## Passage du texte:
- - -

Aujourd'hui, j'ai parcouru la rue de l'Alma dans toute sa longueur à la recherche d'un zouave. C'est, encore une fois, une drôle d'histoire. Je vais vous l'expliquer de A jusqu'à Z. De A comme Alma jusqu'à Z comme Zouave.
Je suis parti de la gare, ou plutôt, de la place de la gare. Le zouave, lui, il est parti de Nantes, en faisant une escale au Jules Verne ou bien il est parti de Saint-Malo, en faisant un arrêt au Surcouf. J'ai tendance à penser qu'il est parti par le Nord, par Saint-Malo, à cause de la pancarte publicitaire apposée à la façade du Surcouf : "A l'intérieur sont représentés les sites touristiques de 12 pays européens. Sans oublier les villes jumelées avec Rennes. C'est un véritable musée de l'évasion".

- - -

## Données fournies:

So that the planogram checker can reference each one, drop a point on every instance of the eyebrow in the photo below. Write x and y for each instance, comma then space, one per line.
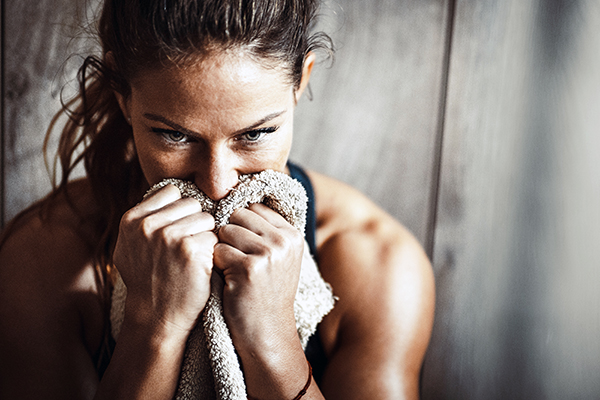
262, 121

- - -

## Votre tâche:
Reprenez le texte sur la rue de l'Alma juste après sa dernière phrase. Les lignes n'ont aucun lien avec le texte sur la rue de l'Alma.

## La réponse:
Ou alors, il s'est posé boulevard de Beaumont, dans un des nombreux bars alignés parallèlement aux rails du chemin de fer : le Métro, le Bar de l'Arrivée, le Bar du Havre, l'Atlantic, le Lagon bar. Il y aura bu, pour se donner du courage, une "Desperados, bière aromatisée tequila" et se sera fondu dans le paysage à la manière d'un caméléon.
Peut-être a-t-il joué lui aussi au jeu des animaux dans cette rue ? Il aura compté 30 volailles au Gascon, se sera peut-être régalé d'un "méli mélo d'alouettes sans têtes aux fruits sauvages ou de "Notre Gasconne mi-jardin mi-verger" ?
En attendant de rejoindre ceux du désert, il aura compté un scorpion sur l'affiche du club de fléchettes ?
Se sera-t-il étonné, à côté du bar "L'Express", de voir que loge là une famille nommée "Chameaux" ?
On ne sait s'il est allé répondre à l'appel de la
Sirène du "Havre de Paix". A la cordonnerie Le Pantouflard, au magasin
de farces et attrapes "Arlequin", on ne se souvient pas de l'avoir vu passer,
le zouave.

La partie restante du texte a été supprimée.